(Challenge): Copy all of the items below word for word, but leave out the pictures.

┌────────

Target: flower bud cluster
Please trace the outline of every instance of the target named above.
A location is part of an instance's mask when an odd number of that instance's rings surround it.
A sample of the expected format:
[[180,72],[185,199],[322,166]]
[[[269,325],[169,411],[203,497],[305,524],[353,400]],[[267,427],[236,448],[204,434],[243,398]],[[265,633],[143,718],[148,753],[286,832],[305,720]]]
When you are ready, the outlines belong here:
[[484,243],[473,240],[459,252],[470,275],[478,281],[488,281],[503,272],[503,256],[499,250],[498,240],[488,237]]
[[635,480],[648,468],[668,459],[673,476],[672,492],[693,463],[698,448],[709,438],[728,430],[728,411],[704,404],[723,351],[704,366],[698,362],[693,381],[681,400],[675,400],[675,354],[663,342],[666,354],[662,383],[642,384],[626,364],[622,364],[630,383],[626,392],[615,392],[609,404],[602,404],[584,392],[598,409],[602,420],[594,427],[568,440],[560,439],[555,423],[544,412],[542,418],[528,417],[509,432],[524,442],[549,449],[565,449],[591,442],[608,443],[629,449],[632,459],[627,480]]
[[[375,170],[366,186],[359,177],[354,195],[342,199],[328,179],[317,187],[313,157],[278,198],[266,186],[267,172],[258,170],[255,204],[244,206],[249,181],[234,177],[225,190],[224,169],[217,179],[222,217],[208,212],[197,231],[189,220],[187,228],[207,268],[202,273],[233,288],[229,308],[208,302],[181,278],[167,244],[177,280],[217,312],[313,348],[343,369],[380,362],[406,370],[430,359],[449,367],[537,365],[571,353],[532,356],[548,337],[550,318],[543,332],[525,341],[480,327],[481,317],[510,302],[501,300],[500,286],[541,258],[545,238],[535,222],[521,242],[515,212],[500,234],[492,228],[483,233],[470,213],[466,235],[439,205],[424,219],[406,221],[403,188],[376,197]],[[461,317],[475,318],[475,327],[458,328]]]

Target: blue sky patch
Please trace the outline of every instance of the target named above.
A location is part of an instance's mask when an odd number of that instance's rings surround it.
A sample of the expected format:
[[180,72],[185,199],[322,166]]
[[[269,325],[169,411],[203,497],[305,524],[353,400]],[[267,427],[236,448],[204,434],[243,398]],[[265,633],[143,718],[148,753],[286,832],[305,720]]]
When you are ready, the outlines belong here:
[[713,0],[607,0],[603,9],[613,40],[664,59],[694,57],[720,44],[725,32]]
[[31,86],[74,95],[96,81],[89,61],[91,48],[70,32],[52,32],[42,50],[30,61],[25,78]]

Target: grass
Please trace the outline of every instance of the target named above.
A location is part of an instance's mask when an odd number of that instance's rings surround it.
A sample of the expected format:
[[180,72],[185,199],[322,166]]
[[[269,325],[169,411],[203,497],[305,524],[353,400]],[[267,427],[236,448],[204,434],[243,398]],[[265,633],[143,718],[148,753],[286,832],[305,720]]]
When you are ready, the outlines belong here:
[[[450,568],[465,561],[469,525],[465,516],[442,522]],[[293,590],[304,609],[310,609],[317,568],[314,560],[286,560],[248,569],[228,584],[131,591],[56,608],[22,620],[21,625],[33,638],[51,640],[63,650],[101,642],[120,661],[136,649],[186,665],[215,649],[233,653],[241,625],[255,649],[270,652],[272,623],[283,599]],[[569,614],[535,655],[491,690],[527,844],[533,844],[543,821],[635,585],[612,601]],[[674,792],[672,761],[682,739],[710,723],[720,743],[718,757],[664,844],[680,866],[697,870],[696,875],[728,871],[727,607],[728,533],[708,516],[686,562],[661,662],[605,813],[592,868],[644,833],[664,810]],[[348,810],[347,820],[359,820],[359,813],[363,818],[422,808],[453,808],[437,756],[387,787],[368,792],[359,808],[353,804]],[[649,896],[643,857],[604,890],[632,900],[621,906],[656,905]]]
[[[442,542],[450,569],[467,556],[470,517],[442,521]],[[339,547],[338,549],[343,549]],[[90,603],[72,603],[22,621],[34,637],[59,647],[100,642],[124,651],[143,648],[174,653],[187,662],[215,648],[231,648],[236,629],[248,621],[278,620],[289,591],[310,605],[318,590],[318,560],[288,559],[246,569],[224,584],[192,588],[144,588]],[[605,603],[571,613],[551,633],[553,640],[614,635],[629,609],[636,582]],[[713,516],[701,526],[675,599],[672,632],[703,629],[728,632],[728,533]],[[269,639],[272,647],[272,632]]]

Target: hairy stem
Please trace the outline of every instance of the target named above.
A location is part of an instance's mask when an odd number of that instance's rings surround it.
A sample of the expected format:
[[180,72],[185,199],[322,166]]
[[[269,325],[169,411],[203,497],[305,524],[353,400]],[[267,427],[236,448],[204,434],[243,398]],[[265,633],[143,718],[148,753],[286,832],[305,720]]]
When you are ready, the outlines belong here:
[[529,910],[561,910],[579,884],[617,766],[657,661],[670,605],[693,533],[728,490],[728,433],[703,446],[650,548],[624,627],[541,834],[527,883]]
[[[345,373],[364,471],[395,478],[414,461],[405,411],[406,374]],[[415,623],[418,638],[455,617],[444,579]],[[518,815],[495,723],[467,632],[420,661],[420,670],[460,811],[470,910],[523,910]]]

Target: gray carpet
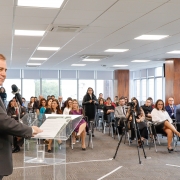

└────────

(Response):
Target: flower bud cluster
Please trace the outline of every instance of the target named above.
A location is part of an instance's mask when an odd number of that instance's rings surround it.
A sample of the expected format:
[[180,72],[185,199],[322,166]]
[[[269,325],[169,411],[203,497],[305,524],[353,400]],[[267,427],[236,448],[204,434],[243,398]],[[265,633],[143,718],[148,753],[286,832],[305,720]]]
When you are ready, the outlines belong here:
[[484,243],[473,240],[459,252],[470,275],[478,281],[488,281],[503,272],[503,256],[499,250],[498,240],[488,237]]
[[635,480],[648,468],[668,459],[673,476],[672,492],[693,463],[698,448],[709,438],[728,430],[728,411],[704,404],[723,351],[704,366],[698,362],[693,381],[681,400],[675,400],[675,354],[663,342],[666,354],[662,383],[642,384],[626,364],[622,364],[630,383],[626,392],[615,392],[609,404],[602,404],[584,392],[598,409],[602,420],[594,427],[568,440],[560,439],[555,423],[544,412],[542,418],[528,417],[509,432],[524,442],[549,449],[565,449],[591,442],[608,443],[629,449],[632,459],[627,480]]
[[[375,170],[366,186],[359,177],[354,195],[342,199],[328,179],[317,187],[313,157],[278,198],[266,186],[267,172],[258,170],[255,204],[244,206],[249,181],[234,177],[225,190],[224,169],[217,179],[222,217],[208,212],[197,231],[189,220],[187,228],[207,268],[202,273],[233,288],[229,308],[208,302],[181,278],[167,244],[177,280],[217,312],[313,348],[343,369],[380,362],[406,370],[430,359],[449,367],[537,365],[571,353],[532,356],[548,337],[550,318],[543,332],[525,341],[480,327],[481,317],[510,302],[501,300],[500,286],[541,258],[545,238],[535,222],[521,242],[515,212],[500,234],[492,228],[483,233],[470,213],[466,235],[439,205],[424,219],[406,221],[403,188],[376,197]],[[461,317],[475,318],[475,327],[458,328]]]

Target: blue sky patch
Please trace the outline of every instance of the target named above.
A location is part of an instance's mask when an odd number of that instance's rings surround it.
A sample of the expected format:
[[180,72],[185,199],[322,166]]
[[[269,325],[169,411],[203,497],[305,524],[353,400]],[[267,427],[236,448],[204,434],[243,398]],[[265,633],[143,718],[148,753],[286,832],[305,720]]]
When you are ready, the outlines belong here:
[[713,0],[607,0],[603,9],[613,40],[664,59],[694,57],[720,44],[725,32]]
[[31,86],[74,95],[96,81],[89,61],[91,48],[70,32],[52,32],[42,50],[30,61],[25,78]]

Target: grass
Please trace the outline of every instance of the target named above.
A location is part of an instance's mask when an odd number of that instance's rings surround it.
A sample of the expected format:
[[180,72],[185,199],[322,166]]
[[[269,325],[169,411],[203,497],[305,524],[353,400]],[[267,427],[236,448],[204,434],[243,398]],[[265,633],[143,718],[148,753],[286,832],[305,720]]]
When you are ready, the outlines belong here:
[[[450,568],[465,561],[469,525],[465,516],[442,522]],[[293,590],[304,609],[310,609],[317,568],[314,560],[286,560],[248,569],[228,584],[131,591],[56,608],[22,620],[21,625],[33,638],[51,640],[63,650],[101,642],[120,661],[136,649],[186,665],[215,649],[233,653],[241,625],[255,649],[270,652],[272,623],[283,599]],[[569,614],[535,655],[491,690],[527,844],[533,844],[543,821],[635,585],[612,601]],[[674,792],[672,761],[682,739],[710,723],[720,743],[718,757],[664,844],[680,866],[697,870],[696,875],[728,871],[727,607],[728,533],[708,516],[686,562],[661,662],[605,813],[592,868],[644,833],[664,810]],[[348,810],[347,820],[359,820],[359,813],[363,818],[422,808],[453,808],[437,756],[387,787],[368,792],[359,808],[353,804]],[[649,896],[643,857],[604,890],[632,900],[621,906],[656,905]]]
[[[442,542],[450,569],[467,556],[470,517],[442,521]],[[339,547],[338,549],[343,549]],[[90,603],[72,603],[22,621],[34,637],[59,647],[100,642],[124,651],[143,648],[174,653],[187,662],[215,648],[231,648],[236,629],[248,621],[278,620],[289,591],[310,605],[318,590],[318,560],[288,559],[246,569],[224,584],[192,588],[144,588]],[[605,603],[571,613],[551,633],[553,640],[614,635],[629,609],[636,582]],[[713,516],[701,526],[675,599],[672,632],[703,629],[728,632],[728,533]],[[269,639],[272,647],[272,632]]]

Target: hairy stem
Please trace the outline of every instance of the target named above.
A location is part of an instance's mask when an odd number of that instance's rings surround it.
A sample of the expected format:
[[180,72],[185,199],[322,166]]
[[[269,325],[169,411],[203,497],[305,524],[353,400]],[[267,427],[236,448],[204,434],[243,398]],[[265,633],[143,718],[148,753],[286,832],[305,720]]]
When you are ready, the outlines belong here:
[[529,910],[561,910],[579,884],[617,766],[657,661],[670,605],[693,533],[728,490],[728,433],[703,446],[650,548],[624,627],[541,834],[527,883]]
[[[345,373],[364,471],[395,478],[414,461],[405,411],[406,374]],[[415,623],[418,638],[455,617],[444,579]],[[518,815],[495,723],[467,632],[420,661],[420,670],[460,811],[470,910],[523,910]]]

Target: gray carpet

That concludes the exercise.